#### ENTRIES SHOWN ####
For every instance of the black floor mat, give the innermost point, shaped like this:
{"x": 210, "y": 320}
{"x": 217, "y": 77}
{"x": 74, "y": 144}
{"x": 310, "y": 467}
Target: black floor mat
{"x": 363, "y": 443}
####
#### ENTRIES SHOWN ####
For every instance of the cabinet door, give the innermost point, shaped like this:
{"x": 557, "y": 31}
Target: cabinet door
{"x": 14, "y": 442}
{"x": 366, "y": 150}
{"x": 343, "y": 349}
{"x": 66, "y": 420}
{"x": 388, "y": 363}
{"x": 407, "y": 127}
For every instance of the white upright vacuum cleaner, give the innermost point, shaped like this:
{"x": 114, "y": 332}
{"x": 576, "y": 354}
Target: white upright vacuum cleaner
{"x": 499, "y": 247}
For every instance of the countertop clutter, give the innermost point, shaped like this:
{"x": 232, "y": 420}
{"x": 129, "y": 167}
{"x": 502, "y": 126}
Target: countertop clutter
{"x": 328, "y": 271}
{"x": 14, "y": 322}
####
Pull out every line above that contains the word "clutter", copying each one in full.

For every instance of the countertop clutter, give the innermost point, shaped like this:
Target: countertop clutter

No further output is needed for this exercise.